■ DOCUMENT PASSAGE ■
◇ ◇ ◇ ◇ ◇ ◇ ◇

Despite the impractically large jerky sequential shifter, the Stradale still had room for creature comforts.

When all was said and done, SAT was left with a 1050 kg (2314 lbs), 655 horsepower sequential shift, air-conditioned road rocket. Appropriately named the GT1 Stradale, the car would serve as a proof-of-concept to be presented to FIA officials in the hopes of gaining homologation for the racecar. In April of 1997, the car was finally finished, and shown to Lamborghini’s big wigs.

However, the company had since fallen into dire straits after financial mismanagement by the clueless morons at MegaTech, further exacerbated by an economic crisis that swept from Asia in the summer of 1997. Funds were drying up at an alarming rate, leading to the cancellation of the already problematic Vector M12 production and the eventual sale of Lamborghini.

When German luxury brand Audi AG took over in September 1998, the Italian Ministry of Transport had already declared the GT1 Stradale officially road legal, which was followed by an FIA announcement granting homologation to the type. Audi had different interests however, and decided not to pursue the project any further, instead focusing of the development of the GT and GTR club racers.

 The Diablo found a second lease of life overseas.

The Diablo found a second lease of life overseas.

The story didn’t quite end there though, since SAT had taken the liberty of constructing a second chassis. Unlike the first example, this car was to be a dedicated racer. SAT prepared the GT1 for the racing department of the Japanese Lamborghini Owners Club, which had been using Diablo Jota’s and GTR’s in the All Japan GT Championship.

To prepare the Diablo for its harsh life down East, SAT fitted it with a large adjustable rear wing, a fully functional diffuser, a revised outlet on the front bonnet and reduced the number of engine intakes to one to account for the use of intake restrictors. In this guise the mighty V12 produced just 542 horsepower, only slightly more than the production model. Nevertheless it was still the most powerful GT500-class car in the field.

◇ ◇ ◇ ◇ ◇ ◇ ◇

■ DATASET EXCERPT ■
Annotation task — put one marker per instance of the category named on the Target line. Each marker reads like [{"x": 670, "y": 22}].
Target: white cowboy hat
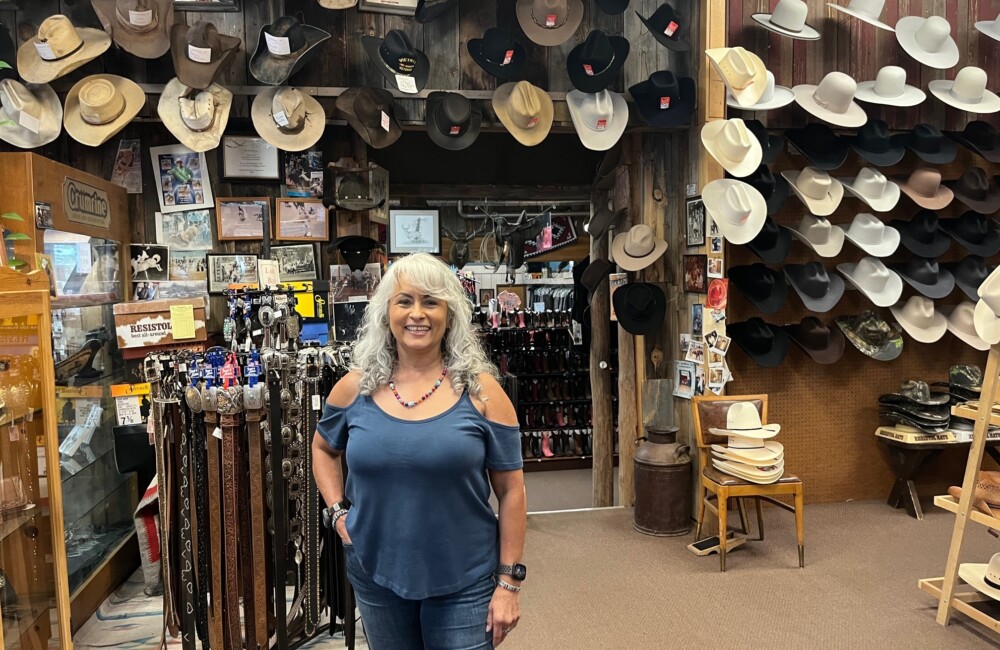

◇ ◇ ◇ ◇ ◇ ◇ ◇

■ PROBLEMS TO WORK ON ■
1) From the Diablo GT1 passage, set down the portion starting at "When German luxury" and ending at "All Japan GT Championship.", word for word.
2) According to the Diablo GT1 passage, how much horsepower did the V12 produce in the racing version prepared for the Japanese Lamborghini Owners Club?

■ SOLUTION LIST ■
1)
When German luxury brand Audi AG took over in September 1998, the Italian Ministry of Transport had already declared the GT1 Stradale officially road legal, which was followed by an FIA announcement granting homologation to the type. Audi had different interests however, and decided not to pursue the project any further, instead focusing of the development of the GT and GTR club racers.

 The Diablo found a second lease of life overseas.

The Diablo found a second lease of life overseas.

The story didn’t quite end there though, since SAT had taken the liberty of constructing a second chassis. Unlike the first example, this car was to be a dedicated racer. SAT prepared the GT1 for the racing department of the Japanese Lamborghini Owners Club, which had been using Diablo Jota’s and GTR’s in the All Japan GT Championship.

2) 542 horsepower.